* _Challenge_
Rewrite everything from the start of the items down through the line containing "Provide the mask of every instance of the blurred", swapping "foliage" for "leaves" and changing nothing else. Leave the pictures out of your answer.

[Image region outline items]
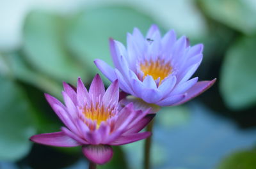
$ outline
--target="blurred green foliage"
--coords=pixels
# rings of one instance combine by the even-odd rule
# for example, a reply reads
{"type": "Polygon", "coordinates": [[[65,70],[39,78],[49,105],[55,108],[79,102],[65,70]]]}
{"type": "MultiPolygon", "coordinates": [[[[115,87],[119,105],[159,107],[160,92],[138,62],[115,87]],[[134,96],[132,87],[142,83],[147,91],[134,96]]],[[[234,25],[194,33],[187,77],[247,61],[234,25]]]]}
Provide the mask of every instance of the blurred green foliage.
{"type": "MultiPolygon", "coordinates": [[[[167,4],[177,4],[173,1],[167,4]]],[[[255,117],[255,1],[195,0],[186,5],[190,5],[189,10],[195,10],[202,15],[200,19],[205,23],[207,29],[206,33],[202,33],[200,37],[190,39],[192,45],[203,43],[205,48],[204,62],[196,75],[202,80],[218,78],[217,84],[211,89],[213,92],[207,92],[204,94],[205,99],[201,101],[220,111],[219,114],[230,114],[231,119],[235,112],[244,111],[249,112],[249,119],[255,117]]],[[[170,12],[177,16],[175,22],[194,20],[195,16],[192,15],[183,16],[181,19],[180,13],[176,13],[176,10],[168,11],[168,7],[163,8],[163,13],[170,12]]],[[[36,169],[38,165],[30,161],[39,161],[36,160],[42,157],[36,156],[35,151],[44,152],[44,147],[34,146],[31,151],[28,138],[36,133],[58,130],[61,125],[44,99],[44,92],[61,99],[61,82],[76,85],[77,77],[81,77],[88,85],[95,74],[99,73],[93,63],[95,59],[99,58],[112,64],[109,38],[125,44],[126,33],[131,33],[134,27],[144,34],[152,24],[159,25],[163,33],[170,29],[166,26],[171,24],[170,20],[161,20],[154,13],[156,11],[148,10],[146,6],[119,3],[84,6],[69,15],[42,10],[29,13],[24,22],[24,41],[20,48],[0,51],[0,161],[18,161],[19,166],[24,164],[36,169]]],[[[180,30],[175,31],[184,34],[180,30]]],[[[106,85],[109,84],[106,78],[104,82],[106,85]]],[[[157,123],[166,130],[187,124],[189,121],[189,111],[185,107],[166,108],[161,112],[157,115],[157,123]]],[[[256,126],[256,121],[253,125],[256,126]]],[[[165,136],[166,138],[168,136],[165,136]]],[[[134,149],[139,151],[138,147],[141,147],[128,145],[131,151],[127,147],[115,147],[113,160],[99,168],[137,166],[136,161],[140,156],[127,158],[126,155],[132,154],[134,149]],[[129,164],[131,161],[135,161],[134,165],[129,164]]],[[[160,168],[163,166],[160,158],[168,158],[164,151],[159,151],[159,147],[154,150],[152,161],[160,168]]],[[[166,150],[169,151],[172,150],[166,150]]],[[[212,151],[215,151],[216,147],[212,147],[212,151]]],[[[54,149],[53,152],[56,156],[65,154],[63,159],[70,158],[70,154],[76,152],[74,159],[67,161],[67,165],[79,159],[77,149],[54,149]]],[[[221,153],[223,156],[224,153],[221,153]]],[[[51,156],[45,154],[45,157],[51,156]]],[[[235,154],[223,159],[218,168],[254,168],[255,156],[254,151],[235,154]],[[237,161],[241,161],[240,165],[237,165],[237,161]],[[237,166],[243,167],[236,168],[237,166]]],[[[0,168],[1,166],[0,162],[0,168]]],[[[52,167],[61,168],[63,166],[52,167]]]]}
{"type": "Polygon", "coordinates": [[[236,152],[225,158],[218,169],[254,169],[256,166],[256,150],[236,152]]]}

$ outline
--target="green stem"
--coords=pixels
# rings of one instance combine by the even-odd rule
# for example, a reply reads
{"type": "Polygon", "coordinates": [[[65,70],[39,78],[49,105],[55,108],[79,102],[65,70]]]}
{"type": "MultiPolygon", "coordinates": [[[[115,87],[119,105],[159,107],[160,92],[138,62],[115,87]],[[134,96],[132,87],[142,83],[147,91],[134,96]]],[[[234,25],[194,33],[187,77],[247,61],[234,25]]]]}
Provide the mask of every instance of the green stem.
{"type": "MultiPolygon", "coordinates": [[[[152,120],[147,126],[147,131],[152,133],[154,120],[152,120]]],[[[146,138],[144,149],[144,169],[150,168],[150,148],[151,148],[152,136],[146,138]]]]}
{"type": "Polygon", "coordinates": [[[90,161],[88,169],[96,169],[97,165],[93,162],[90,161]]]}

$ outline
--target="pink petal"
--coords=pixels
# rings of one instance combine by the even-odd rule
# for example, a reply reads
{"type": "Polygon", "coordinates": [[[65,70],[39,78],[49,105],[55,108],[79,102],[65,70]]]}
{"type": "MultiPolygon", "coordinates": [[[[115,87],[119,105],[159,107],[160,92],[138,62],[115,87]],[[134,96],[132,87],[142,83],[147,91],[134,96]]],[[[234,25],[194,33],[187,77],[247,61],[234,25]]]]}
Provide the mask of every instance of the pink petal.
{"type": "Polygon", "coordinates": [[[58,117],[59,117],[61,121],[64,122],[65,120],[62,117],[63,115],[61,115],[61,114],[67,114],[67,112],[65,111],[60,112],[60,110],[56,110],[54,105],[60,106],[61,108],[62,108],[63,110],[67,110],[67,108],[61,103],[61,102],[60,102],[56,98],[52,97],[50,94],[45,93],[44,96],[45,96],[46,100],[50,104],[53,110],[54,110],[54,112],[57,114],[58,117]]]}
{"type": "Polygon", "coordinates": [[[67,112],[69,114],[72,119],[77,117],[77,108],[74,103],[72,101],[71,98],[65,91],[62,92],[63,96],[64,102],[67,108],[67,112]]]}
{"type": "Polygon", "coordinates": [[[90,98],[80,77],[77,80],[77,99],[79,106],[84,107],[86,104],[90,105],[90,98]]]}
{"type": "Polygon", "coordinates": [[[145,116],[142,119],[138,121],[136,124],[131,125],[131,128],[127,129],[124,134],[128,135],[129,133],[135,133],[140,132],[155,117],[156,114],[148,114],[145,116]]]}
{"type": "Polygon", "coordinates": [[[105,87],[100,75],[97,74],[94,77],[89,89],[89,94],[93,103],[96,101],[96,98],[102,97],[105,93],[105,87]]]}
{"type": "Polygon", "coordinates": [[[72,99],[73,103],[76,105],[77,104],[77,99],[76,99],[76,92],[74,90],[74,89],[66,82],[63,82],[63,88],[65,92],[68,94],[69,98],[72,99]]]}
{"type": "Polygon", "coordinates": [[[193,98],[200,94],[209,88],[210,88],[216,82],[216,78],[213,79],[211,81],[201,81],[197,82],[194,86],[187,91],[187,95],[181,101],[173,105],[173,106],[179,105],[184,103],[193,99],[193,98]]]}
{"type": "Polygon", "coordinates": [[[144,139],[150,136],[150,132],[146,131],[139,133],[134,133],[129,135],[121,136],[118,139],[110,143],[109,144],[112,145],[120,145],[127,144],[144,139]]]}
{"type": "Polygon", "coordinates": [[[108,163],[113,154],[112,147],[108,145],[84,145],[82,151],[90,161],[99,165],[108,163]]]}
{"type": "Polygon", "coordinates": [[[34,135],[30,138],[30,140],[57,147],[76,147],[81,145],[62,131],[34,135]]]}
{"type": "Polygon", "coordinates": [[[65,127],[61,128],[61,131],[65,133],[66,135],[68,136],[69,137],[73,138],[74,140],[81,143],[81,144],[88,144],[89,143],[84,140],[84,139],[81,138],[80,136],[77,136],[76,134],[74,133],[67,128],[65,127]]]}
{"type": "Polygon", "coordinates": [[[109,105],[115,105],[119,99],[118,81],[116,80],[108,88],[103,96],[103,104],[108,107],[109,105]]]}
{"type": "Polygon", "coordinates": [[[114,69],[110,67],[104,61],[100,59],[95,59],[94,63],[103,75],[104,75],[110,81],[113,82],[117,78],[114,69]]]}

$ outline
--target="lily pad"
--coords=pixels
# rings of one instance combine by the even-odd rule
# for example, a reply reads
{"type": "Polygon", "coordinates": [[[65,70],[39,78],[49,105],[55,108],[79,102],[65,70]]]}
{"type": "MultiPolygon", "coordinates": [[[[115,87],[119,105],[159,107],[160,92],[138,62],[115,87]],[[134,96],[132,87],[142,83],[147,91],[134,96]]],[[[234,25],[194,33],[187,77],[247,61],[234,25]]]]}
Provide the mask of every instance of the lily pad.
{"type": "Polygon", "coordinates": [[[204,11],[211,18],[247,34],[256,33],[255,1],[200,0],[204,11]]]}
{"type": "MultiPolygon", "coordinates": [[[[131,8],[106,6],[84,10],[70,23],[67,43],[70,51],[83,62],[84,69],[99,73],[93,63],[100,59],[113,65],[108,40],[125,42],[126,33],[134,27],[145,33],[155,24],[151,18],[131,8]]],[[[105,78],[105,82],[106,78],[105,78]]]]}
{"type": "Polygon", "coordinates": [[[230,108],[241,109],[256,103],[256,38],[243,37],[229,48],[222,66],[220,90],[230,108]]]}
{"type": "Polygon", "coordinates": [[[66,21],[52,13],[30,13],[24,23],[24,51],[35,70],[60,81],[75,82],[77,77],[87,76],[85,69],[67,50],[66,21]]]}
{"type": "Polygon", "coordinates": [[[256,149],[236,152],[225,158],[218,169],[254,169],[256,166],[256,149]]]}
{"type": "Polygon", "coordinates": [[[30,150],[33,118],[19,86],[0,77],[0,161],[15,161],[30,150]]]}

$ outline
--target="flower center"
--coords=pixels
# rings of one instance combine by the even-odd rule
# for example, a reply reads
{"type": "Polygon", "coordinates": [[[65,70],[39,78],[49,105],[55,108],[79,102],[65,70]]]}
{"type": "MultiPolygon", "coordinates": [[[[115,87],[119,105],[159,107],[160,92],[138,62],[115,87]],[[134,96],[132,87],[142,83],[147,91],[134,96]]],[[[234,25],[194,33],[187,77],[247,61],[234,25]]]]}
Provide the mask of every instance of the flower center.
{"type": "Polygon", "coordinates": [[[155,80],[160,78],[159,84],[172,73],[172,70],[170,62],[165,62],[164,60],[159,59],[156,61],[146,61],[140,66],[141,71],[144,73],[143,79],[148,75],[152,76],[155,80]]]}
{"type": "MultiPolygon", "coordinates": [[[[102,104],[97,103],[96,105],[86,105],[83,110],[83,114],[87,119],[92,121],[97,121],[97,128],[102,121],[106,121],[108,119],[115,115],[115,107],[104,107],[102,104]]],[[[90,126],[89,126],[90,128],[90,126]]]]}

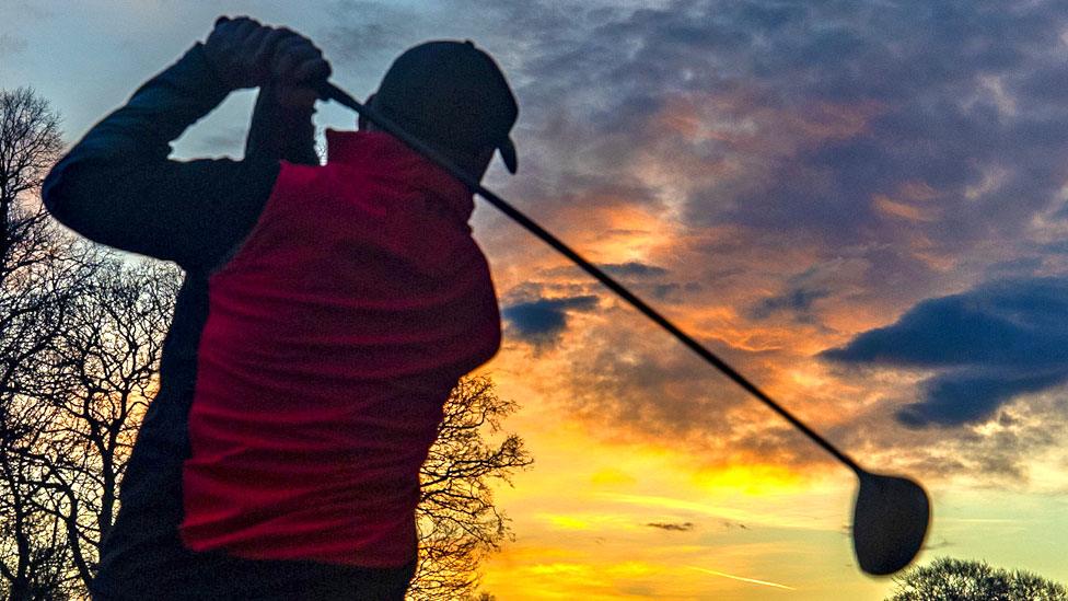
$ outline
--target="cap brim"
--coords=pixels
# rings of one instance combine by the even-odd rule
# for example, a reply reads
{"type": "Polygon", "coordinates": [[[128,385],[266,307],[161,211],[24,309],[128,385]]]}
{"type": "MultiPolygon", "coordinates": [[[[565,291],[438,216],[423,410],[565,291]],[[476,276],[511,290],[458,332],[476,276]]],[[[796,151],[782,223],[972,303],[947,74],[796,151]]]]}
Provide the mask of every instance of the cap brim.
{"type": "Polygon", "coordinates": [[[500,152],[501,160],[504,161],[504,166],[508,167],[508,172],[515,173],[515,167],[518,166],[515,142],[511,138],[504,138],[504,141],[497,146],[497,151],[500,152]]]}

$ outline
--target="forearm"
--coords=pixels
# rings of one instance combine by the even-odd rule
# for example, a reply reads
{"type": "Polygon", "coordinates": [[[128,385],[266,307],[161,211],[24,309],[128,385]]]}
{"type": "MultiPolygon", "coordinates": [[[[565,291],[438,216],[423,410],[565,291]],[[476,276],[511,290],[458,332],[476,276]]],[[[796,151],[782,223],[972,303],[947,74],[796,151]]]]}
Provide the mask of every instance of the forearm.
{"type": "Polygon", "coordinates": [[[277,174],[277,161],[167,160],[171,142],[229,91],[194,46],[53,169],[45,205],[96,242],[183,266],[209,262],[229,242],[220,236],[254,219],[277,174]]]}

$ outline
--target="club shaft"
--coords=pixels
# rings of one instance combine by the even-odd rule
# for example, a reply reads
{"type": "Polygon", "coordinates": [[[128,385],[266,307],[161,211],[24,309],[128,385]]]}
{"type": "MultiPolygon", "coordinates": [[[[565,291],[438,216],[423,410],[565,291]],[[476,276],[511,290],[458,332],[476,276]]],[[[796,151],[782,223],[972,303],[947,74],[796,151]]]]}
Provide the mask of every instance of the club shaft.
{"type": "Polygon", "coordinates": [[[689,334],[686,334],[685,332],[680,330],[678,326],[673,324],[670,320],[668,320],[668,317],[661,315],[657,310],[654,310],[652,307],[646,303],[646,301],[635,296],[630,290],[627,290],[622,284],[616,281],[608,274],[601,270],[601,268],[597,267],[596,265],[587,261],[584,257],[582,257],[582,255],[574,252],[570,246],[561,242],[560,239],[549,233],[545,228],[538,226],[534,220],[526,217],[523,212],[521,212],[519,209],[513,207],[511,204],[506,201],[500,196],[497,196],[489,189],[483,187],[483,185],[476,178],[468,175],[464,170],[460,169],[455,163],[450,161],[446,157],[442,155],[440,152],[438,152],[437,150],[428,146],[422,140],[419,140],[415,136],[408,134],[398,125],[396,125],[385,116],[379,114],[373,108],[360,104],[359,102],[356,101],[356,99],[353,99],[352,96],[350,96],[348,93],[337,88],[336,85],[332,83],[325,83],[321,92],[324,97],[333,100],[341,105],[351,108],[352,111],[356,111],[369,122],[375,124],[386,132],[399,139],[405,145],[411,147],[413,150],[419,152],[430,161],[440,165],[442,169],[444,169],[453,176],[455,176],[457,180],[463,182],[474,193],[478,194],[479,196],[488,200],[491,205],[497,207],[501,212],[512,218],[512,220],[514,220],[516,223],[525,228],[527,231],[530,231],[537,238],[542,239],[542,241],[544,241],[549,246],[556,249],[560,254],[571,259],[576,265],[581,267],[585,273],[596,278],[597,281],[600,281],[606,288],[615,292],[623,300],[630,303],[635,309],[641,311],[641,313],[645,314],[647,317],[649,317],[658,325],[660,325],[661,327],[670,332],[681,343],[689,347],[690,350],[693,350],[703,359],[705,359],[705,361],[707,361],[709,365],[711,365],[712,367],[721,371],[724,375],[733,380],[734,383],[745,389],[745,391],[747,391],[750,394],[752,394],[762,403],[770,407],[771,411],[782,416],[783,419],[789,421],[797,429],[801,430],[801,432],[808,436],[810,439],[812,439],[813,442],[815,442],[821,448],[823,448],[823,450],[831,453],[835,459],[846,464],[850,470],[856,472],[859,476],[867,474],[867,471],[860,467],[860,465],[858,465],[857,462],[855,462],[849,455],[839,451],[834,444],[828,442],[825,438],[816,434],[815,430],[813,430],[808,425],[805,425],[804,421],[801,421],[800,419],[794,417],[793,414],[791,414],[781,405],[776,403],[770,396],[765,394],[764,391],[757,388],[756,384],[754,384],[744,375],[742,375],[736,370],[734,370],[734,368],[732,368],[722,359],[720,359],[718,356],[716,356],[716,354],[713,354],[711,350],[708,350],[708,348],[706,348],[704,345],[701,345],[693,337],[690,337],[689,334]]]}

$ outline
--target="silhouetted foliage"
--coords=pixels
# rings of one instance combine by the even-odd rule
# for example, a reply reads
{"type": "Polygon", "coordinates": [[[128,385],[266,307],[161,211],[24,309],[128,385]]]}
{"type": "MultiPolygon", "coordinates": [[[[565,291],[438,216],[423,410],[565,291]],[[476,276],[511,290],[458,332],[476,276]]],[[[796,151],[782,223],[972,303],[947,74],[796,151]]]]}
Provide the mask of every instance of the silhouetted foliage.
{"type": "MultiPolygon", "coordinates": [[[[158,390],[181,273],[59,228],[36,194],[59,119],[26,89],[0,91],[0,599],[80,599],[158,390]]],[[[489,485],[531,463],[515,435],[484,438],[514,409],[487,378],[452,392],[421,472],[409,599],[476,598],[479,562],[509,535],[489,485]]]]}
{"type": "Polygon", "coordinates": [[[912,567],[894,583],[887,601],[1068,601],[1068,589],[1041,576],[951,557],[912,567]]]}
{"type": "Polygon", "coordinates": [[[509,536],[490,483],[510,483],[515,470],[533,461],[514,434],[496,444],[484,438],[499,432],[501,419],[515,408],[486,377],[464,378],[450,394],[420,474],[419,569],[408,599],[475,598],[479,562],[509,536]]]}

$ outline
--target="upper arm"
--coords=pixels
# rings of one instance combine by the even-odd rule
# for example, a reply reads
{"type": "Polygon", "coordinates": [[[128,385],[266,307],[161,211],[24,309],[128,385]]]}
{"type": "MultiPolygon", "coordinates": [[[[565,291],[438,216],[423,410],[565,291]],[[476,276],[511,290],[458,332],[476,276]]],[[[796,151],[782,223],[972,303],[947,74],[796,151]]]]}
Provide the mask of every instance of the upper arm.
{"type": "Polygon", "coordinates": [[[210,267],[255,223],[278,170],[266,161],[90,158],[60,162],[43,197],[60,222],[91,240],[185,268],[210,267]]]}

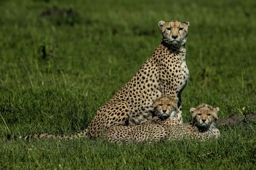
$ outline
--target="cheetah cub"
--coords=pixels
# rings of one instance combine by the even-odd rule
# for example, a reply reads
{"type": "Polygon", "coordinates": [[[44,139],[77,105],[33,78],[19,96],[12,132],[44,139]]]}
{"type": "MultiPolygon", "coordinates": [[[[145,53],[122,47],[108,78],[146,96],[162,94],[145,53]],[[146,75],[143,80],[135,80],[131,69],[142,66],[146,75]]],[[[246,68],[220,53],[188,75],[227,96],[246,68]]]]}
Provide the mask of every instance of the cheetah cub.
{"type": "Polygon", "coordinates": [[[214,108],[206,104],[192,107],[190,110],[192,123],[175,125],[172,118],[156,121],[156,118],[153,118],[154,121],[149,120],[148,123],[135,126],[112,126],[105,133],[104,138],[109,141],[126,143],[183,138],[199,141],[218,138],[220,132],[215,127],[215,122],[219,110],[219,107],[214,108]]]}

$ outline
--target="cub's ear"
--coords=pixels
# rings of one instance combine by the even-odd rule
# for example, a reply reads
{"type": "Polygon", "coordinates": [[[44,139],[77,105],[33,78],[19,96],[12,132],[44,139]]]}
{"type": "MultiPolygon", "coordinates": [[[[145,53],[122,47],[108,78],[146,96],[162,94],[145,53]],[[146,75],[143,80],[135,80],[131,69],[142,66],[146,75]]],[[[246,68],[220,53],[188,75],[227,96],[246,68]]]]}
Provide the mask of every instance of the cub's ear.
{"type": "Polygon", "coordinates": [[[190,25],[190,22],[189,21],[185,21],[185,22],[183,22],[183,23],[186,24],[188,25],[188,27],[190,25]]]}
{"type": "Polygon", "coordinates": [[[195,110],[196,110],[196,108],[191,107],[190,109],[190,114],[193,114],[195,110]]]}
{"type": "Polygon", "coordinates": [[[165,21],[160,21],[158,22],[158,27],[162,29],[162,27],[163,27],[163,24],[165,24],[166,22],[165,21]]]}
{"type": "Polygon", "coordinates": [[[173,100],[174,100],[174,101],[177,103],[178,103],[179,102],[179,98],[177,97],[176,97],[173,98],[173,100]]]}
{"type": "Polygon", "coordinates": [[[216,108],[214,108],[214,110],[215,110],[215,111],[216,111],[216,112],[218,112],[219,111],[219,107],[216,107],[216,108]]]}

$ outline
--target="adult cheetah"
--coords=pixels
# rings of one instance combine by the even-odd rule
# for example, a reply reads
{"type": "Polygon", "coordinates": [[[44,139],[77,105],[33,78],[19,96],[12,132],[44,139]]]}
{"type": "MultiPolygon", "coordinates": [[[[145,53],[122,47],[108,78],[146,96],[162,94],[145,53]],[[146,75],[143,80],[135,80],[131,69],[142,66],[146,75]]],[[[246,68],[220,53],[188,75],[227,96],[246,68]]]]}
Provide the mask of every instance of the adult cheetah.
{"type": "Polygon", "coordinates": [[[155,142],[162,140],[196,139],[205,141],[220,135],[215,127],[219,107],[202,104],[190,109],[191,124],[176,125],[176,121],[168,118],[164,121],[153,117],[144,124],[134,126],[112,126],[105,133],[104,138],[115,143],[155,142]]]}
{"type": "Polygon", "coordinates": [[[185,61],[188,22],[160,21],[163,39],[151,57],[104,106],[96,112],[88,130],[102,137],[112,126],[134,126],[152,116],[154,100],[162,95],[179,98],[178,124],[182,123],[180,94],[189,77],[185,61]]]}
{"type": "MultiPolygon", "coordinates": [[[[182,123],[180,94],[189,77],[185,48],[189,25],[188,22],[176,20],[159,21],[158,26],[163,35],[161,44],[135,75],[107,104],[99,109],[88,127],[76,135],[55,137],[60,138],[101,137],[112,126],[140,124],[152,116],[154,101],[164,95],[178,97],[179,112],[176,114],[176,121],[178,124],[182,123]]],[[[26,138],[35,135],[54,137],[41,134],[26,138]]]]}

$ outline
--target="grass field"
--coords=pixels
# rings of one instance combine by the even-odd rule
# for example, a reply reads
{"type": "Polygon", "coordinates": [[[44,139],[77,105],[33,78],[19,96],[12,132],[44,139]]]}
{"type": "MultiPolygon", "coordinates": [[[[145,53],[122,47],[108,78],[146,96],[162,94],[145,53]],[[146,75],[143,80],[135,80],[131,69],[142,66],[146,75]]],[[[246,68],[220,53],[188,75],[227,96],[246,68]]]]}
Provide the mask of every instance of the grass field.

* _Solution to the problem_
$ outline
--target="blurred green leaves"
--coords=pixels
# rings of one instance combine by the even-odd rule
# for example, a reply reads
{"type": "Polygon", "coordinates": [[[65,70],[39,78],[49,105],[55,108],[79,102],[65,70]]]}
{"type": "MultiPolygon", "coordinates": [[[[115,87],[119,105],[159,107],[160,92],[138,62],[115,87]],[[134,96],[132,87],[142,83],[147,91],[134,96]]],[[[234,25],[194,33],[187,77],[247,61],[234,25]]]]}
Provide the mask of every instance of the blurred green leaves.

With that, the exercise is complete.